EXTRAIT DU TEXTE:
^^^^^^^^^^^^^^^^
Journal d'investigation en ligne et d'information‑hacking
Édito
par David Dusa

Bienvenue à la Netocracy

Johannes Gutenberg, vers 1456 après J.-C. Au vu des débats sur l’hacktivisme ces derniers jours sur Reflets, le moment semble bien trouvé pour publier en français cet article initialement paru en anglais ici même il y a quelques semaines afin de contribuer au débat.

Johannes Gutenberg, vers 1456 après J.-C.

Au vu des débats sur l’hacktivisme ces derniers jours sur Reflets, le moment semble bien trouvé pour publier en français cet article initialement paru en anglais ici même il y a quelques semaines afin de contribuer au débat.

Nous sommes au coeur d'une révolution sociale engendrée par les possibilités offertes par Internet et du fait de sa démocratisation, qui apporte à 2 milliards d'êtres humains la possibilité d'obtenir des informations, d'interagir entre eux et de développer des idées ensemble. Ce processus a donné naissance à un web collaboratif (2.0), apparu au moment où les gens ont réalisé qu'ils pouvaient se connecter les uns aux autres comme ils pouvaient auparavant le faire avec des sites Web.

Aujourd'hui l'Internet a énormément changé notre relations au travail (la possibilité de travailler de n'importe où, et avec n’importe qui, l’apparition d’espaces de travail virtuels...), à l'économie (économie de l'Internet, la consommation en ligne, le crowdfunding), à la culture (création collaborative et partage des œuvres d'art dans les réseaux P2P), à la connaissance (nous sommes des lecteurs et des éditeurs de Wikipedia), aux êtres humains (réseaux sociaux, chats et VoIP), à la politique (journalisme citoyen, (les) blogs, hacktivisme, Wikileaks), etc.

L'accès illimité et quasiment gratuit à l'information, ainsi que la possibilité de communiquer, de développer de nouvelles idées et d'organiser des changements sociaux, ont rééquilibré la balance du pouvoir en faveur des citoyens au point de rendre gouvernements et entreprises nerveux. Ces dernières ayant, à juste titre, le sentiment que leur importance et leur puissance sont mis à mal. Avec des lois comme ACTA, SOPA ou PIPA, elles ont tenté d’entraver cette nouvelle forme de liberté.
^^^^^^^^^^^^^^^^
EXTRAIT DES DONNÉES:
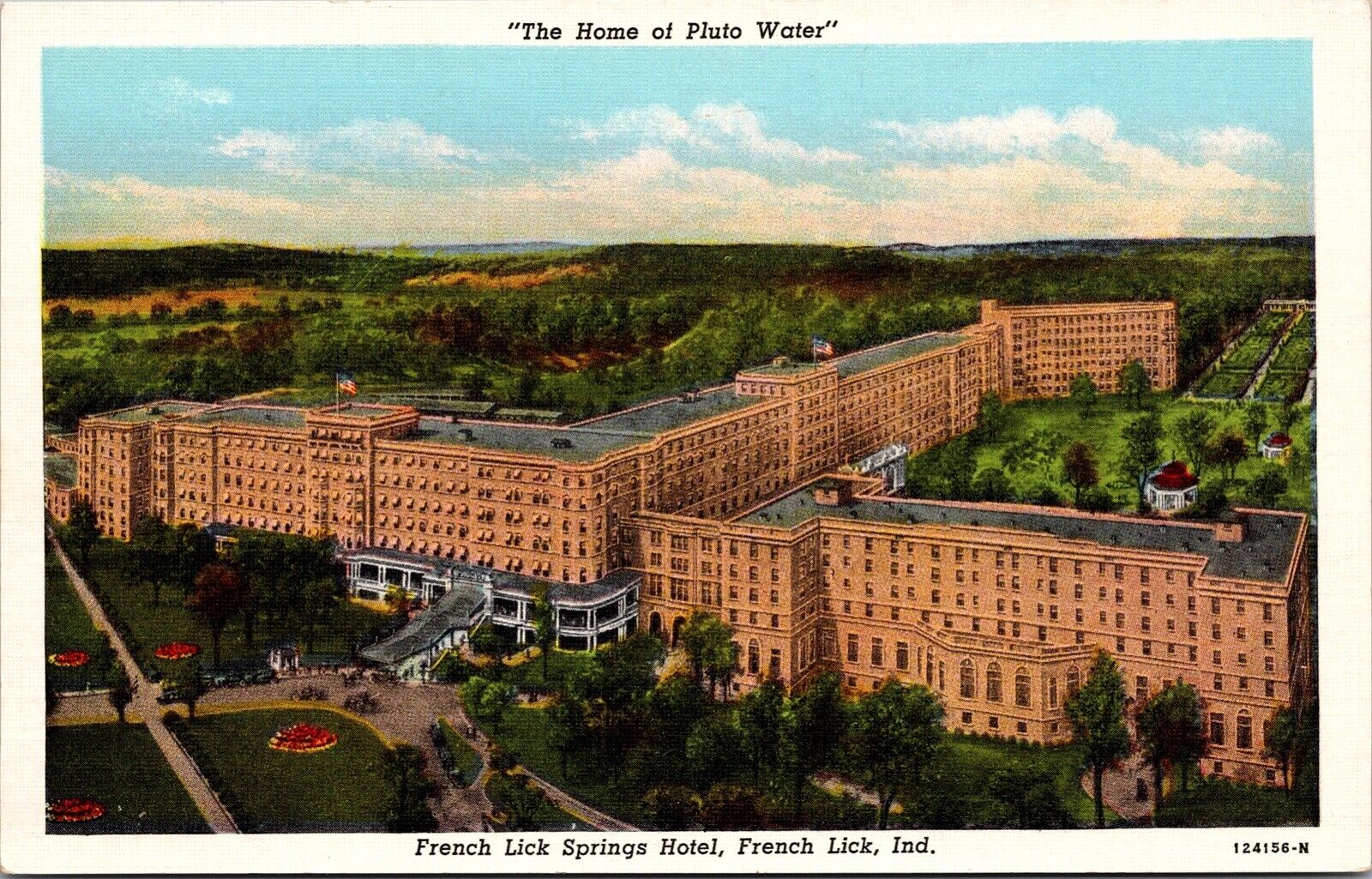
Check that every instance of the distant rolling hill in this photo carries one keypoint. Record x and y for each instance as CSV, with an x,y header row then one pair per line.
x,y
1104,247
^^^^^^^^^^^^^^^^
Recopiez l'édito sur la Netocracy entre "Nous sommes au" et "des sites Web." inclus, en substituant "transformation sociale" à "révolution sociale".

RÉSULTAT:
Nous sommes au coeur d'une transformation sociale engendrée par les possibilités offertes par Internet et du fait de sa démocratisation, qui apporte à 2 milliards d'êtres humains la possibilité d'obtenir des informations, d'interagir entre eux et de développer des idées ensemble. Ce processus a donné naissance à un web collaboratif (2.0), apparu au moment où les gens ont réalisé qu'ils pouvaient se connecter les uns aux autres comme ils pouvaient auparavant le faire avec des sites Web.